* [What this exercise asks]
1. Decide whether each statement agrees with the text on pre-workouts and BCAAs. For each, answer yes or no and quote the exact words from the text that settle it.
(a) Pre-workouts are made mainly to raise energy and focus.
(b) The text says amino acids work better before a workout than during or after it.
(c) BCAAs help reduce fatigue compounds that can cause muscle soreness.
2. Answer these questions using the text on pre-workouts and BCAAs:
(a) Which two common pre-workout ingredients appear in the list?
(b) What does opening up blood vessels allow, according to the text?
(c) What is the purpose of BCAAs after a workout?
3. Return the part of the text on pre-workouts and BCAAs from "Pre-workouts are developed" to "your overall performance.", copied word for word.

* [Provided passage]

Pre-workouts are developed primarily to increase energy and focus and give you a bigger and better pump during your workout. They’re a power-punch of stimulants, energy boosters, nitric oxide enhancers, fatigue-busters, and other ingredients designed to elevate your overall performance.
Some of the most common ingredients you’ll find in pre-workout supplements are:
- Amino acids
- Nitric oxide agents
Together, they combine to provide laser focus and attention, increase drive, maximize intensity, open up blood vessels for greater oxygen and nutrient delivery, and clear waste and metabolic byproducts to improve muscle contraction and prevent fatigue. And if you get lucky, they can also accelerate recovery.
BCAAs, on the other hand, are your gold for intra- or post-workout due to their role in stimulating muscle protein synthesis, preventing muscle protein breakdown, and reducing fatigue compounds that can cause muscle soreness.
Although there is some research suggesting that BCAAs can be as potent as a pre-workout supplement, amino acids work much better intra- and post-workout. Thanks to their muscle building and muscle-sparing effects, you can kick-start an essential process and maximize the gains you see from your training.
And as part of your post-recovery stack, it’s pretty clear why’d they be appealing. After all, the purpose of them post-workout is to fuel bigger and better muscle growth while streamlining the repair and recovery process.
Can You Mix Pre-Workout With BCAAs?
What you put into your workout stack is of course, important, but when you actually use a particular supplement can be just as important.

* [Information provided]
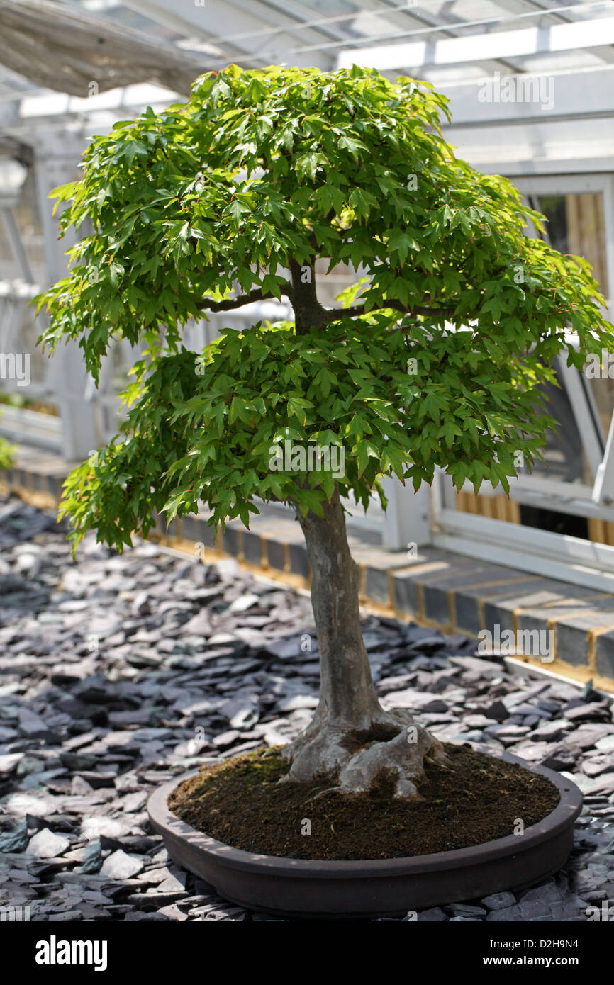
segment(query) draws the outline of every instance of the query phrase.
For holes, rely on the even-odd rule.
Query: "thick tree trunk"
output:
[[[417,796],[414,780],[430,756],[445,761],[441,744],[409,712],[383,710],[371,676],[360,625],[358,569],[335,492],[324,517],[299,517],[311,564],[311,605],[320,653],[320,697],[310,724],[286,747],[288,779],[329,775],[338,789],[367,790],[382,772],[397,797]]]

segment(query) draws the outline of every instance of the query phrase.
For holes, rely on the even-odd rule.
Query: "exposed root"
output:
[[[404,709],[377,712],[371,728],[360,730],[316,716],[283,755],[291,763],[286,781],[308,783],[325,775],[336,781],[329,790],[363,793],[385,773],[394,782],[394,796],[406,799],[419,797],[416,782],[425,761],[447,763],[442,744]]]

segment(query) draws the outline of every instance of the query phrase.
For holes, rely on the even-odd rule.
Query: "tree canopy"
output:
[[[455,157],[446,116],[371,69],[232,65],[92,141],[52,193],[62,233],[91,226],[38,297],[40,341],[78,340],[97,382],[115,340],[138,359],[119,433],[67,481],[75,543],[94,527],[121,550],[199,500],[247,524],[254,496],[320,515],[335,483],[366,505],[382,475],[507,492],[517,452],[530,467],[555,356],[581,368],[614,327],[586,261],[529,237],[543,217]],[[317,299],[322,259],[356,274],[341,307]],[[281,296],[294,322],[185,349],[189,319]],[[272,471],[285,439],[343,447],[345,475]]]

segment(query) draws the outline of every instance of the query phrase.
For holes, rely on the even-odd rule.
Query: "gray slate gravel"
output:
[[[82,544],[54,516],[0,499],[0,906],[35,921],[242,921],[178,870],[149,825],[149,793],[206,755],[291,739],[318,686],[308,599],[234,560]],[[569,773],[586,804],[566,869],[524,892],[434,907],[419,921],[583,921],[614,902],[609,699],[512,677],[475,643],[369,617],[387,706],[445,741],[507,749]],[[304,634],[310,651],[302,651]]]

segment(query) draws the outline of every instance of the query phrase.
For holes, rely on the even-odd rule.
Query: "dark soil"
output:
[[[381,859],[479,845],[545,818],[559,792],[545,777],[471,749],[445,744],[451,768],[428,766],[424,800],[394,800],[381,777],[367,794],[328,792],[330,778],[277,783],[279,749],[203,766],[169,807],[186,823],[235,848],[293,859]],[[315,799],[314,799],[315,798]],[[307,831],[310,821],[310,834]]]

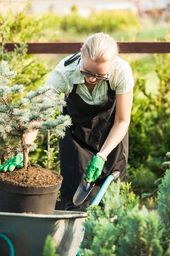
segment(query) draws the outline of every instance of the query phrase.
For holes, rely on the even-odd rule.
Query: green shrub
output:
[[[128,183],[113,182],[105,209],[90,207],[82,256],[168,256],[170,252],[170,169],[159,185],[158,211],[139,209],[139,198]]]

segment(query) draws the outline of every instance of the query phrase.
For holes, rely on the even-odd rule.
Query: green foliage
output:
[[[89,208],[82,256],[169,255],[170,181],[169,169],[159,185],[159,213],[144,206],[139,210],[139,198],[130,184],[113,182],[104,197],[104,211],[97,206]]]
[[[61,28],[75,33],[96,33],[104,31],[110,33],[137,26],[136,16],[126,11],[113,10],[92,13],[87,18],[79,16],[77,12],[63,17]]]
[[[53,238],[49,235],[45,241],[42,255],[43,256],[59,256],[59,254],[56,254],[55,252],[55,248]]]
[[[23,85],[9,86],[10,79],[15,78],[16,74],[15,72],[9,71],[7,61],[2,62],[0,65],[0,139],[3,141],[9,138],[18,139],[17,144],[13,148],[10,147],[8,158],[11,157],[11,151],[13,154],[13,152],[22,151],[24,155],[23,166],[26,167],[27,150],[33,148],[25,143],[24,135],[32,130],[41,129],[44,131],[51,130],[62,137],[66,127],[71,124],[71,120],[68,116],[58,115],[56,119],[53,117],[54,110],[60,110],[62,106],[65,106],[65,102],[62,98],[53,101],[45,97],[46,92],[51,90],[50,87],[31,91],[14,104],[10,96],[21,93],[24,89]]]
[[[162,220],[165,227],[163,247],[169,251],[170,244],[170,169],[166,171],[162,182],[159,185],[157,196],[158,211]],[[168,249],[169,248],[169,249]]]
[[[153,181],[157,179],[156,175],[144,164],[135,168],[128,165],[126,179],[132,181],[132,189],[134,193],[140,196],[143,193],[148,193],[157,187]]]

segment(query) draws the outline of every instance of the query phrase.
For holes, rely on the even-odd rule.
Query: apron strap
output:
[[[70,64],[72,62],[73,62],[73,61],[77,60],[77,58],[78,58],[80,57],[79,55],[78,55],[78,56],[77,56],[77,57],[75,57],[75,58],[73,58],[73,57],[75,56],[75,55],[77,55],[77,54],[78,53],[79,53],[81,51],[79,51],[77,52],[76,52],[76,53],[75,53],[73,55],[71,56],[71,57],[69,58],[68,58],[68,60],[64,61],[64,67],[65,67],[66,66],[67,66],[67,65],[69,65],[69,64]]]

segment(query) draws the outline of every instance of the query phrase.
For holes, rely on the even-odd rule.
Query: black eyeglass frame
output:
[[[91,74],[91,73],[85,72],[84,71],[82,71],[82,70],[80,70],[80,72],[82,74],[82,75],[87,76],[93,76],[94,77],[95,77],[97,79],[99,79],[101,80],[108,80],[108,74],[107,76],[97,76],[96,75],[94,75],[93,74]]]

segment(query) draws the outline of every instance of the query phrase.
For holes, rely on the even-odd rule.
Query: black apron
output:
[[[69,64],[67,62],[67,65]],[[99,105],[91,105],[85,102],[76,93],[78,86],[76,84],[74,85],[68,97],[65,96],[67,106],[63,108],[62,114],[71,116],[73,125],[66,128],[65,137],[59,140],[61,174],[63,177],[60,191],[61,196],[68,200],[72,200],[80,182],[85,183],[83,177],[85,176],[87,163],[92,162],[93,156],[99,151],[113,126],[115,92],[111,90],[108,81],[107,84],[106,99]],[[97,186],[115,171],[120,172],[120,179],[124,180],[128,147],[127,132],[107,156],[102,173],[95,181]]]

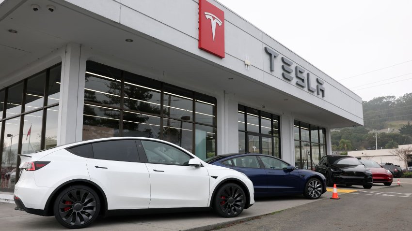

* [Solution set]
1.
(a) Yes: "Pre-workouts are developed primarily to increase energy and focus"
(b) No: "amino acids work much better intra- and post-workout"
(c) Yes: "reducing fatigue compounds that can cause muscle soreness"

2.
(a) Amino acids and nitric oxide agents.
(b) Greater oxygen and nutrient delivery.
(c) To fuel bigger and better muscle growth while streamlining the repair and recovery process.

3.
Pre-workouts are developed primarily to increase energy and focus and give you a bigger and better pump during your workout. They’re a power-punch of stimulants, energy boosters, nitric oxide enhancers, fatigue-busters, and other ingredients designed to elevate your overall performance.